House prices in the United Kingdom have increased to sky-high levels that many people are having a hard time keeping up with rental rates, much more purchasing their own homes. For first-time buyers, it is a big challenge to get their foot on the market. But thanks to the Bank of Mum and Dad, they can say goodbye to their renting days.

A recent analysis conducted by Legal & General (L&G) revealed that lending from parents accounts for 7 percent of the average purchase price of a home in the U.K, BBC News reported. This helps their children get into the housing lender. L&G expects that this funding from parents will amount to £5 billion this year and help finance 25 percent of all mortgage transactions in the country in 2016. The amount is a significant contribution to the market that if it were a formal business, the Bank of Mum and Dad will be a top 10 mortgage lender.

BBC News pointed out that on one hand, lending from parents highlights a problem - there is a huge gap between house prices and wages. Nigel Wilson, the chief executive of L&G, said that the Bank of Mum and Dad funding method is reaching a "tipping point" already, and there is a need to address the housing supply in the country. An improved housing inventory would enable demand to be met and consequently, home prices will stabilize.

The Guardian reported that according to Nationwide, the biggest building society in the U.K., the average price paid for a property in the country saw another record high at £202,436. It was a 0.2 percent increase in April from the previous month. Nationwide's chief economist, Robert Gardner, said that the prices may fall in the coming months following the implementation of the new stamp duty last April 1. However, it is also possible that the price growth will pick up again given a number of factors such as employment growth and low borrowing costs.
◆ ◆ ◆ ◆
__Activity 1__.
Identify each line of the records that contains the string "clicks", matching case exactly, and copy those lines.
The passage on U.K. house prices and the records that come after it are separate, unrelated material.
◆ ◆ ◆ ◆
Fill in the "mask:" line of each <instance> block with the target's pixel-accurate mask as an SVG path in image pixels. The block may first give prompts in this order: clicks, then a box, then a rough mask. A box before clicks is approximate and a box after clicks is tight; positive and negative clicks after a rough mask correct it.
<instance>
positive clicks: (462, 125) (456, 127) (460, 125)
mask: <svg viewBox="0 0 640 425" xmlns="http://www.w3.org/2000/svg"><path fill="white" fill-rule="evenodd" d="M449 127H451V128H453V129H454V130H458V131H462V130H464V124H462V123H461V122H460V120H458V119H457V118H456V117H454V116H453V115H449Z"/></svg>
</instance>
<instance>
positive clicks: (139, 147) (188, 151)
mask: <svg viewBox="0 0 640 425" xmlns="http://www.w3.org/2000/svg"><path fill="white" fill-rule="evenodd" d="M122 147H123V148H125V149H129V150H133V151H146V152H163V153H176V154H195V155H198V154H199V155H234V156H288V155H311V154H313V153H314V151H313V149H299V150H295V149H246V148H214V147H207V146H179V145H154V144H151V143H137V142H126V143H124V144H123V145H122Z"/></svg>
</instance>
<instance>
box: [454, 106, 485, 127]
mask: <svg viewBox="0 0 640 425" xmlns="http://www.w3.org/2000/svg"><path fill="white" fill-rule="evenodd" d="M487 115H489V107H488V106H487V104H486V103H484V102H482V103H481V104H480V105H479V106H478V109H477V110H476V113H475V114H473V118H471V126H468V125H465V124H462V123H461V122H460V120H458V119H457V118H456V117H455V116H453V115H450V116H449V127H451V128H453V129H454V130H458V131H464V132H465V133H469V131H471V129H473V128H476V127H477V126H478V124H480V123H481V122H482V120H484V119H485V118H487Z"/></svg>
◆ ◆ ◆ ◆
__Activity 2__.
From the passage on U.K. house prices, copy the text starting at "House prices in" and ending at "10 mortgage lender.", changing nothing.

__Response box 1__.
Fill in the "mask:" line of each <instance> block with the target's pixel-accurate mask as an SVG path in image pixels. The block may first give prompts in this order: clicks, then a box, then a rough mask. A box before clicks is approximate and a box after clicks is tight; positive and negative clicks after a rough mask correct it.
positive clicks: (462, 125) (456, 127) (460, 125)
positive clicks: (139, 147) (188, 151)

__Response box 2__.
House prices in the United Kingdom have increased to sky-high levels that many people are having a hard time keeping up with rental rates, much more purchasing their own homes. For first-time buyers, it is a big challenge to get their foot on the market. But thanks to the Bank of Mum and Dad, they can say goodbye to their renting days.

A recent analysis conducted by Legal & General (L&G) revealed that lending from parents accounts for 7 percent of the average purchase price of a home in the U.K, BBC News reported. This helps their children get into the housing lender. L&G expects that this funding from parents will amount to £5 billion this year and help finance 25 percent of all mortgage transactions in the country in 2016. The amount is a significant contribution to the market that if it were a formal business, the Bank of Mum and Dad will be a top 10 mortgage lender.